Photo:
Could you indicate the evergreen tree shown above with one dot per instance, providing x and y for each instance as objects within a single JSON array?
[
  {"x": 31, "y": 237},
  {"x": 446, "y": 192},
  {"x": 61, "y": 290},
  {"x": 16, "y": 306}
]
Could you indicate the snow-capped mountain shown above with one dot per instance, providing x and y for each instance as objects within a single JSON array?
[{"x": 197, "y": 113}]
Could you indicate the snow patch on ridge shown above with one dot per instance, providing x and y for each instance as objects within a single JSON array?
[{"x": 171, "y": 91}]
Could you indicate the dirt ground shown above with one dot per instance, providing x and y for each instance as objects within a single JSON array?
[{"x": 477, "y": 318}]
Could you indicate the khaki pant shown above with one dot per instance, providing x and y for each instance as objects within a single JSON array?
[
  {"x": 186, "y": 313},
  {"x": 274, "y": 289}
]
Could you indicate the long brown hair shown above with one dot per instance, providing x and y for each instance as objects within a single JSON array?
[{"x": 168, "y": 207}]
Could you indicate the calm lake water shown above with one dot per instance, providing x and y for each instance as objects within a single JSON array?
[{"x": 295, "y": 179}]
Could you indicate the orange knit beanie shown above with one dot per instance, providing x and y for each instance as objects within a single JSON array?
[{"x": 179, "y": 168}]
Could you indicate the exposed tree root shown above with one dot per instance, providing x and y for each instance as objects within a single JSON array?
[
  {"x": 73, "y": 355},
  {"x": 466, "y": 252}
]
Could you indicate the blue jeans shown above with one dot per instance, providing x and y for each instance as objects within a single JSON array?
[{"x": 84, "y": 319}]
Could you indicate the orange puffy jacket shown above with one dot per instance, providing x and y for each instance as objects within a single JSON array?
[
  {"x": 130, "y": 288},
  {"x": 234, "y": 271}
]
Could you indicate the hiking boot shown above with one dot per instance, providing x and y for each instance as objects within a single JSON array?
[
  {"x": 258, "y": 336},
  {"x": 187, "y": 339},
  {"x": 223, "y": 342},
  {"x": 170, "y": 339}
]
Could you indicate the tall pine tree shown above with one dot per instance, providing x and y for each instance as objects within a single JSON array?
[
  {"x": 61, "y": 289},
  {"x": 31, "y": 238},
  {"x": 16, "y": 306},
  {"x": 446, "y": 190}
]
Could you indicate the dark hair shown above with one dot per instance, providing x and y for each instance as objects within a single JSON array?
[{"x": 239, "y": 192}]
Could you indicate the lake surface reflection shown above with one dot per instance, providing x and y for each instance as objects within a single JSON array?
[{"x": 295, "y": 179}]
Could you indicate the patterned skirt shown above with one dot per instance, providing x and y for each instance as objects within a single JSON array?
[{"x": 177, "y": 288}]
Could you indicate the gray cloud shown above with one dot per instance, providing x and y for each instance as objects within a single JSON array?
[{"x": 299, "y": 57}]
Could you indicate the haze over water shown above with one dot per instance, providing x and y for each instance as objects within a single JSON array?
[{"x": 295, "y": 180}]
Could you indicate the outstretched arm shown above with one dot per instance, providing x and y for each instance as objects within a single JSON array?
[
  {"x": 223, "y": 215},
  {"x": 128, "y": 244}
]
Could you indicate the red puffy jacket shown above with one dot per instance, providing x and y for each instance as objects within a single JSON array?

++++

Task to complete: Repeat the records verbatim, every one of them.

Task output:
Photo:
Could you indicate the evergreen tree shown above with one dot per instance, providing x and y for each instance as objects within a single JSON array?
[
  {"x": 31, "y": 237},
  {"x": 446, "y": 192},
  {"x": 61, "y": 290},
  {"x": 16, "y": 306}
]
Could you indicate the snow-capped mountain shown above with one dot per instance, providing x and y for each instance as objects within a single JSON array?
[{"x": 197, "y": 113}]
Could you indicate the snow patch on ridge shown above with one dot per instance, providing x and y for each instance as objects within a single JSON array?
[{"x": 171, "y": 91}]
Could you indicate the dirt ground shown above with one dot per instance, providing x and y for each instance as objects within a single JSON array?
[{"x": 477, "y": 318}]
Could you indicate the khaki pant shown above with one dot per instance, providing x and y for each instance as objects within a single JSON array?
[
  {"x": 186, "y": 313},
  {"x": 274, "y": 289}
]
Could you indicate the long brown hair shown above with one dot per instance, providing x and y for each instance as objects within a single JSON array?
[{"x": 168, "y": 207}]
Could you indicate the calm lake water shown above with one dot per instance, providing x and y for each instance as objects within a single JSON array?
[{"x": 295, "y": 179}]
Could you indicate the orange knit beanie shown above with one dot per instance, providing x and y for each instance as objects within a single JSON array?
[{"x": 179, "y": 168}]
Could you indicate the exposed tree root shown above with one dot per instance, providing x and y for each instance as objects within a single JSON array?
[
  {"x": 73, "y": 355},
  {"x": 466, "y": 252}
]
Could you indicate the blue jeans shown above with one dot per instance, providing x and y for each instance as objects within a single JSON array?
[{"x": 84, "y": 319}]
Could you indicate the orange puffy jacket shown above with one dot per instance, providing x and y for each instance as objects within a single JSON array?
[
  {"x": 130, "y": 288},
  {"x": 234, "y": 271}
]
Could you indicate the hiking boot shown above with one dot per instance, providing x and y for each instance as objects within a single JSON array?
[
  {"x": 258, "y": 336},
  {"x": 187, "y": 339},
  {"x": 223, "y": 342},
  {"x": 170, "y": 339}
]
Could you indicate the tall pine tree shown above with one dot per instance, providing x and y for each instance as objects within a single JSON array?
[
  {"x": 61, "y": 289},
  {"x": 31, "y": 238},
  {"x": 16, "y": 306},
  {"x": 446, "y": 190}
]
Could you indicate the dark hair shown above with one dot per instance, providing x and y for each instance as objects within a single JSON array?
[{"x": 239, "y": 192}]
Could you indicate the lake surface reflection shown above with one dot per instance, providing x and y for each instance as objects within a single JSON array?
[{"x": 295, "y": 179}]
Could you indicate the patterned skirt shown above with one dot per instance, providing x and y for each instance as objects within a single JSON array?
[{"x": 177, "y": 288}]
Could you indicate the gray cloud shown above with one dot per instance, providing x and y for each instance as objects within a single JSON array?
[{"x": 299, "y": 57}]
Could you indicate the haze over water shown above with one dot per instance, providing x and y for each instance as objects within a single JSON array?
[{"x": 295, "y": 180}]
Could you indicate the outstretched arm shown above with one dot per instance, providing x and y for each instance as objects within a single JSON array?
[
  {"x": 223, "y": 215},
  {"x": 128, "y": 244}
]
Could you indicate the red puffy jacket shown above with one dot per instance, providing x and y for each instance as objects within a single JSON array?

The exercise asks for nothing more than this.